Region pointing data
★ ★ ★
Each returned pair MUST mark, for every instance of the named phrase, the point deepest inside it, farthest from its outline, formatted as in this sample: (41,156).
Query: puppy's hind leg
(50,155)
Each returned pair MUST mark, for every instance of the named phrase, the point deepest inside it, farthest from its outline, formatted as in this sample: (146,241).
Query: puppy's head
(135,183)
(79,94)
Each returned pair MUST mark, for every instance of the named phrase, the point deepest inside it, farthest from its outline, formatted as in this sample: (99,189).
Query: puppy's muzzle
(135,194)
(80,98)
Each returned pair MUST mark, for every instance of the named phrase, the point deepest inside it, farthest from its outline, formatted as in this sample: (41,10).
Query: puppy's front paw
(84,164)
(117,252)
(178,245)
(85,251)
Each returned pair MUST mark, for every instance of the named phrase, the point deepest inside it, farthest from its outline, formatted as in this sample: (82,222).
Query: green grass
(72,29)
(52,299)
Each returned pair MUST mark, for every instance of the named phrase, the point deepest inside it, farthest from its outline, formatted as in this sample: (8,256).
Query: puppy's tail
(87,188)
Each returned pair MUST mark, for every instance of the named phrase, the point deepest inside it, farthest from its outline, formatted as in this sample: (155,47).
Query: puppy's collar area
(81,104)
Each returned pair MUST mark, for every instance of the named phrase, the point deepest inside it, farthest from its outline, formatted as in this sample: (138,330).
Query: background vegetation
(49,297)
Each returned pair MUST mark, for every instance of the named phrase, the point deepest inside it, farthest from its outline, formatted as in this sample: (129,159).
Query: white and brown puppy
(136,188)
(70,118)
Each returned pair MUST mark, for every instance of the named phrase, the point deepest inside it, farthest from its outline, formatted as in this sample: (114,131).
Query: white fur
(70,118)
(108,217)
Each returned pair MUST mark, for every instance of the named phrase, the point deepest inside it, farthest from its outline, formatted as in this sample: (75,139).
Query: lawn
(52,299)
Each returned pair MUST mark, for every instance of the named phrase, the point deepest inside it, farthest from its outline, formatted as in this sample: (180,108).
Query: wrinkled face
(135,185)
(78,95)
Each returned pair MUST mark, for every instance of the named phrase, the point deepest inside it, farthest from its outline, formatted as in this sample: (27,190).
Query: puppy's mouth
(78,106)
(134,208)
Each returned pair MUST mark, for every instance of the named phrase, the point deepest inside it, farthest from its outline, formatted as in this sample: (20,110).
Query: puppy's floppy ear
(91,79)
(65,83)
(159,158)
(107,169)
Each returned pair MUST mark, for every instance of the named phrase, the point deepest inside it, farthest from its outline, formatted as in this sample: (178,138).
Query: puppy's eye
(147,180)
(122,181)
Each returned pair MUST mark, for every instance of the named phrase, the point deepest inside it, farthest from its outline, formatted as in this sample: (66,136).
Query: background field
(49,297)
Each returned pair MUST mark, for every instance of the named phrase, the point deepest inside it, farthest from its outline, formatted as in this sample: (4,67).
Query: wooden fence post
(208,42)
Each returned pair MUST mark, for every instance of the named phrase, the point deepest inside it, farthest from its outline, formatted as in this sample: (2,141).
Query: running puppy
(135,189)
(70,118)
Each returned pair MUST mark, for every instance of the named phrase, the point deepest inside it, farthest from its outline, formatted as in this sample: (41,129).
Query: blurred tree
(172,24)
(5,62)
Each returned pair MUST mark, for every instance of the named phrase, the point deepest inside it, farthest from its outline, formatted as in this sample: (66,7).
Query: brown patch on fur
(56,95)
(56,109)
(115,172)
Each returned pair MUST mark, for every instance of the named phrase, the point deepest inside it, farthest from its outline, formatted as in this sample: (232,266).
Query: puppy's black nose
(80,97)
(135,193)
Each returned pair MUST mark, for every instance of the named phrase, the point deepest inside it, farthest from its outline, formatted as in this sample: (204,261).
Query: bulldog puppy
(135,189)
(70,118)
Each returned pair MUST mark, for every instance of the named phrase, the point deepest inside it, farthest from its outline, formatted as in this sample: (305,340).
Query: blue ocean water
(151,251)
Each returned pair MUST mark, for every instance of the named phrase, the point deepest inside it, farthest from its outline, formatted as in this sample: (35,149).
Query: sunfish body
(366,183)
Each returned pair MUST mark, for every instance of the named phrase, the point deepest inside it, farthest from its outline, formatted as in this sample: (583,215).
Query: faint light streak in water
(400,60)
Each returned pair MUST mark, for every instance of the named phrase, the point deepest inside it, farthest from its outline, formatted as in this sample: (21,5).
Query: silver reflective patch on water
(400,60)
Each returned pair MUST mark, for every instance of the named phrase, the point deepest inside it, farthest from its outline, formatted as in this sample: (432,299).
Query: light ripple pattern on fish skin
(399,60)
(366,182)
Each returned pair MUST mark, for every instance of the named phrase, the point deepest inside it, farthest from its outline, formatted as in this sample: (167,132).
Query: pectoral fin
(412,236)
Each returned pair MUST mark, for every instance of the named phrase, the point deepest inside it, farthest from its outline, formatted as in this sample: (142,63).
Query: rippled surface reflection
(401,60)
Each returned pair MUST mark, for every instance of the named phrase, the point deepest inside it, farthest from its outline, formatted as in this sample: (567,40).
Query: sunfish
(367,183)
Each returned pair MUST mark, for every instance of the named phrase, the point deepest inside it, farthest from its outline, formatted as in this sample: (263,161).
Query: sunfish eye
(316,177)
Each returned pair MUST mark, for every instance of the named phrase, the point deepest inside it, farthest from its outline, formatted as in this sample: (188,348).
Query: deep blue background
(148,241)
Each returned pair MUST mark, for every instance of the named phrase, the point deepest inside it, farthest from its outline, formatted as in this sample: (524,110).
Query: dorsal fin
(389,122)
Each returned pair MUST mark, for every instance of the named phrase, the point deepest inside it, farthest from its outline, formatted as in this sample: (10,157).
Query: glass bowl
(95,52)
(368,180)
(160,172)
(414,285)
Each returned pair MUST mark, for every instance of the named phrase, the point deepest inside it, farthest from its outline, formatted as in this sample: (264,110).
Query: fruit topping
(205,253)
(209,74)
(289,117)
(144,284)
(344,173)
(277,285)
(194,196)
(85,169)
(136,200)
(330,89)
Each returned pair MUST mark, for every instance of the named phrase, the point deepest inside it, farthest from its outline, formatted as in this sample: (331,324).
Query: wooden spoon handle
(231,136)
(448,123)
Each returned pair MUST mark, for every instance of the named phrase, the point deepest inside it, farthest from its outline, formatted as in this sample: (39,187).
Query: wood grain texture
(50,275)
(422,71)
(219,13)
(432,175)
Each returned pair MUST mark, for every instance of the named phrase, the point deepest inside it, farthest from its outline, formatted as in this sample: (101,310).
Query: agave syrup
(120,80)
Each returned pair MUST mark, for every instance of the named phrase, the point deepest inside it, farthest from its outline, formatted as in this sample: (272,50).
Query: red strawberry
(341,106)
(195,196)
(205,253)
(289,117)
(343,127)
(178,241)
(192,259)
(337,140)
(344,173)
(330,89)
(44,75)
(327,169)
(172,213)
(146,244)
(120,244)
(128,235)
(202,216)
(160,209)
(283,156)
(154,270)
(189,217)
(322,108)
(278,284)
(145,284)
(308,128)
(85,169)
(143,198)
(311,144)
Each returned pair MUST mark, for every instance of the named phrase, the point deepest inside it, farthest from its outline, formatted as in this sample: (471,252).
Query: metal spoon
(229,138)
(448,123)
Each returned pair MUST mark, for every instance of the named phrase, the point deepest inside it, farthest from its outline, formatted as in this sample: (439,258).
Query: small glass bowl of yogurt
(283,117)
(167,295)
★ ★ ★
Starting at the line with "Query: glass bowl", copy each line through the end of the data, both ends included, and give nothing else.

*RESPONSE:*
Query: glass bowl
(95,52)
(368,180)
(160,172)
(414,285)
Each returned pair MUST mark, for every instance of the named phrase, the point deepest inside it, farthest from its outline, formatted as in this sample: (264,110).
Query: fruit topping
(205,253)
(209,74)
(289,117)
(144,284)
(344,173)
(277,285)
(194,196)
(85,169)
(136,200)
(330,89)
Each returned pair MUST mark, for every instance of the named phrase, the point deepest inside it, farthest from its outline, formatted as in this sample: (331,324).
Query: wooden spoon handle
(231,136)
(448,123)
Each returned pair MUST mark, for every instance of the named phrase, the point deepest inside it, farthest from its outline, formatted as in this sample: (39,187).
Query: wood grain texture
(50,275)
(422,71)
(219,13)
(432,175)
Each returned pair MUST mark, for every instance of the named phrase, the point deepest inside it, farthest from its outline, formatted as in this sample: (101,310).
Query: agave syrup
(120,80)
Each returned pair MUST mark, for every instance of the named phrase, the point deepest inside it, farthest from its outline, formatted as in this sample: (272,50).
Query: red strawberry
(341,106)
(195,196)
(205,253)
(289,117)
(343,127)
(178,241)
(192,259)
(337,140)
(344,173)
(330,89)
(44,75)
(327,169)
(172,213)
(146,244)
(120,244)
(128,235)
(202,216)
(160,209)
(283,156)
(154,270)
(189,217)
(322,108)
(278,284)
(145,284)
(308,128)
(85,169)
(143,198)
(311,144)
Each returned pair MUST mark, for every instance of the named phrase, the point deepest inside it, farthest from its outline, formatted as in this sample: (471,252).
Query: metal spoon
(229,138)
(448,123)
Each returned pair MUST mark, for every instance of the named phrase, the point deepest inside it, farthest from its outline, formatted as in this sample: (439,258).
Query: small glass bowl of yogurt
(283,117)
(167,295)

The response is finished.